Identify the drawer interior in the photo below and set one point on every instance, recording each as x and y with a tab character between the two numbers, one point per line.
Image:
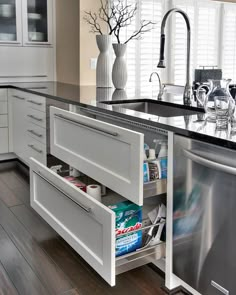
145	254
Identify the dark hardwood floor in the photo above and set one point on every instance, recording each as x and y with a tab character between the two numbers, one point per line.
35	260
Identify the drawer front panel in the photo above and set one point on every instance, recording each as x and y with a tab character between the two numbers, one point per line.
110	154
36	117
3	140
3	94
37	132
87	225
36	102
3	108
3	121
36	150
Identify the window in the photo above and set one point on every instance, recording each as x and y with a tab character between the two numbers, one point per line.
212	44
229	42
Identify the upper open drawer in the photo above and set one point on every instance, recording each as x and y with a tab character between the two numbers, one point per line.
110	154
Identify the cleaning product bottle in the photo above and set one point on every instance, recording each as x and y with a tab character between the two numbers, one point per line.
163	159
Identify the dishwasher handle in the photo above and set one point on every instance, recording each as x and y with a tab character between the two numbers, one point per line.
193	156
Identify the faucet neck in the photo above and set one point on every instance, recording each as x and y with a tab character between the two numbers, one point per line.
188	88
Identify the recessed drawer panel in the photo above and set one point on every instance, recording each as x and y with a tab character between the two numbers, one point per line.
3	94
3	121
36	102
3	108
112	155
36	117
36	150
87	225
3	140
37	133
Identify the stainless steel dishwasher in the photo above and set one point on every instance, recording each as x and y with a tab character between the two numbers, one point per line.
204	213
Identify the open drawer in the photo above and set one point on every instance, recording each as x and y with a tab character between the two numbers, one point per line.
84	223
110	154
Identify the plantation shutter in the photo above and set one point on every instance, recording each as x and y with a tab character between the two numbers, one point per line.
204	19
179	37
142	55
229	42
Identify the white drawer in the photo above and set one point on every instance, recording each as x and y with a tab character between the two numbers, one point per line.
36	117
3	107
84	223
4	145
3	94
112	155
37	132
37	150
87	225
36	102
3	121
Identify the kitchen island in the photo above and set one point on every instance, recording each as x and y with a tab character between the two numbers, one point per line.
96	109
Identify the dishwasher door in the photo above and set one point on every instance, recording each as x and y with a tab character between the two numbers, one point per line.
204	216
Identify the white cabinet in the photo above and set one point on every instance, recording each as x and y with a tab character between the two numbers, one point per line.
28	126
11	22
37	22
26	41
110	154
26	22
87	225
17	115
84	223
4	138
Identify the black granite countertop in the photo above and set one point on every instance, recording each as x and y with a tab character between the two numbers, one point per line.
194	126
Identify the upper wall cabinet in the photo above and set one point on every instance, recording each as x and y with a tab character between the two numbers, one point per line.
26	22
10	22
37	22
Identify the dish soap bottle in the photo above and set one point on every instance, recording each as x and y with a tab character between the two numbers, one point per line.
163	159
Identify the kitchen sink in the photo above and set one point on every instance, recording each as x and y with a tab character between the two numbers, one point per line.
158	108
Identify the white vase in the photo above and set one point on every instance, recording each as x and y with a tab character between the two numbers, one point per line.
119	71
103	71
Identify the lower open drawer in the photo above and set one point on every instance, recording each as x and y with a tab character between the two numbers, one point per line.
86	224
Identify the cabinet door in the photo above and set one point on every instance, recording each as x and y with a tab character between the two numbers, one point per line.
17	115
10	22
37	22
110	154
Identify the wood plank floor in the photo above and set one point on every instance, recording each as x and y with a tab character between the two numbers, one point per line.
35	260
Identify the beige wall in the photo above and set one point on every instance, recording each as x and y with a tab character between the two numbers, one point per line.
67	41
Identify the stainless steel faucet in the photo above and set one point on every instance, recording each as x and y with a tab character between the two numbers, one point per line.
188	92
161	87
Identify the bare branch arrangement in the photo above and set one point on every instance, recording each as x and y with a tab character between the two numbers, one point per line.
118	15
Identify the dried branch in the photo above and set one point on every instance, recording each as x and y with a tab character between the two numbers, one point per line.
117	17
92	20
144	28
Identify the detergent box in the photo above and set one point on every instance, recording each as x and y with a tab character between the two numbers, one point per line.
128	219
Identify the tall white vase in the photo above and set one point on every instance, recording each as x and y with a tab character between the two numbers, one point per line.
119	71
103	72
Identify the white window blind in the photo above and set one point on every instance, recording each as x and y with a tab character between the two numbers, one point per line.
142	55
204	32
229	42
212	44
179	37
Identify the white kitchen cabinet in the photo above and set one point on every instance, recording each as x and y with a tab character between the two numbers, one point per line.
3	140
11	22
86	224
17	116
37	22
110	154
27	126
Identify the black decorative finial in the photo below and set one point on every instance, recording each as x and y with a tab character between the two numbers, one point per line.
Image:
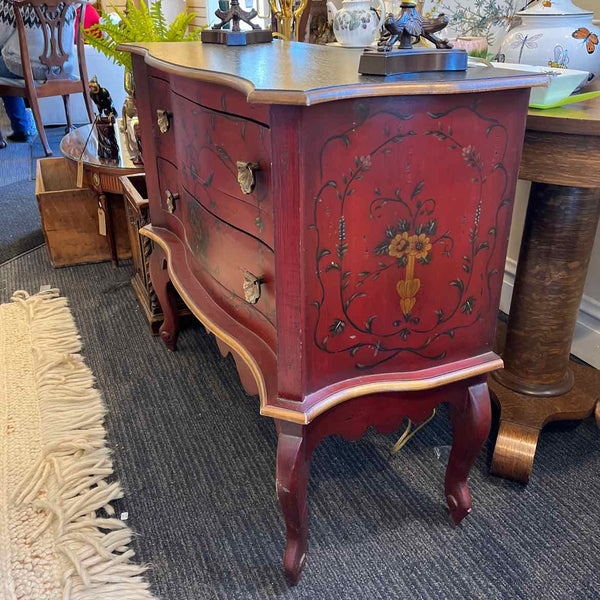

━━━━

### What to produce
Copy every entry above word for word, leaving out the pictures.

### Response for this exercise
Identify the drawer interior in the photo below and set one point on every instance, recording each as x and y with a tab character between the two numbers, one point per line.
Image:
145	254
Identify the dark hardwood floor in the photo above and set one point on every instance, recording each as x and y with a tab character between the two numbers, one point per line.
35	260
Identify the drawer front panel in the photo above and set one point on every instance, recording each as x and y with a tab character between the two numbers, one point per line.
110	154
36	117
3	140
3	94
37	132
87	225
36	102
3	108
3	121
36	150
Identify the window in the photo above and set one point on every instance, recording each as x and y with a tab character between the two numbers, one point per line.
212	44
229	42
Identify the upper open drawer in the photo above and set one point on every instance, recording each as x and y with a tab character between the two numbers, one point per line.
110	154
Identify the cleaning product bottle in the photo above and set one point on every instance, recording each as x and y with a tab character between the two numbers, one point per line.
163	159
Identify the dishwasher handle in the photo above and set one point on every instance, recording each as x and y with a tab character between the two numbers, one point per line.
193	156
Identify the faucet neck in the photo above and set one point on every instance, recording each as x and y with a tab character between the two numbers, one point per line.
188	88
Identify the recessed drawer panel in the photo above and set one point on every instance, recording each as x and y with a tab character between the two numbers, one point per line.
3	94
3	121
36	102
3	108
112	155
36	117
36	150
87	225
3	140
37	133
Identify the stainless steel dishwasher in the photo above and set one point on every instance, recording each as x and y with a tab character between the two numbers, one point per line.
204	213
Identify the open drawer in the photo above and set one point on every instance, recording each as x and y with a tab character between the two numbers, one point per line.
84	223
110	154
Identify the plantation shutter in the photo above and set one point on every instance, recording each as x and y with a tab character between the two numbers, one point per line.
204	19
179	37
142	55
229	42
Identify the white drawer in the photo above and set one point on every instance, recording each as x and y with a tab character between the two numbers, one point per line.
36	117
3	107
84	223
4	145
3	94
112	155
37	132
37	150
87	225
36	102
3	121
Identify the kitchen island in the photo above and set one point on every instance, recording each as x and y with a tab character between the two numbers, one point per line.
96	109
Identify the dishwasher door in the photo above and set one point on every instance, recording each as x and y with a tab character between the two numbers, one point per line.
204	216
Identify the white cabinet in the photo above and set one point on every instance, recording each as x and y with a tab character between the two numbers, one point per line.
28	126
11	22
37	22
26	41
110	154
26	22
87	225
17	115
84	223
4	138
Identify the black granite countertop in the photo above and set one point on every instance, recording each as x and y with a tab character between the two numbers, one point per line.
194	126
Identify the upper wall cabinet in the photo above and set one point on every instance, recording each as x and y with a tab character between the two numbers, one point per line.
26	22
10	22
37	22
Identify the dish soap bottle in the photo above and set one point on every instance, recording each as x and y with a tab character between the two numbers, one point per line.
163	159
Identify the kitchen sink in the photo above and set one point on every instance, recording each as x and y with a tab character between the two numbers, one point per line.
158	108
Identify the white vase in the photo above and set one point on every instance, recording each as x and y with a tab character between the two numbers, one point per line.
119	71
103	71
Identify the lower open drawer in the photo above and set one point on every instance, recording each as x and y with a tab character between the two numbers, one point per line.
86	224
Identify the cabinet door in the photo above and set one point on every instance, recording each as x and y with a tab character between the two numbers, one point per line.
17	115
10	22
37	22
110	154
Identify the wood plank floor in the photo above and set one point on every instance, recording each as x and y with a tab character between the two numbers, one point per line.
35	260
Identify the beige wall in the photo above and set one point on every instance, recording each as x and y with a tab character between the two numbers, one point per line.
67	41
Identify the stainless steel faucet in the photo above and set one point on every instance, recording each as x and y with a tab character between the two numbers, one point per line.
188	92
161	87
Identify the bare branch arrangement in the photo above and set one point on every instance, recording each as x and y with a tab character between the two numbers, one point per line.
118	15
Identify the dried branch in the photo above and set one point on every instance, recording each as x and y with a tab character between the two numbers, one point per line.
117	17
92	20
144	28
Identify the detergent box in the photo above and set one point on every instance, recording each as x and y with a tab character between the two numbers, one point per line.
128	219
Identify the tall white vase in the photo above and set one point on every instance, recording each as x and y with a tab character between the two numbers, one point per line.
119	71
103	72
Identify the white window blind in the photo above and set one point on every instance, recording each as x and y with a tab character between the two numbers, one point per line.
142	55
204	32
229	42
212	44
179	37
Identify the white kitchen cabinet in the photo above and set one point on every instance, recording each as x and y with a tab character between the two numbers, one point per line.
3	140
11	22
86	224
17	116
37	22
110	154
27	126
Identify the black decorative finial in the photo below and set one point on every instance, recording each as x and y with a tab character between the two numbers, one point per line.
Image:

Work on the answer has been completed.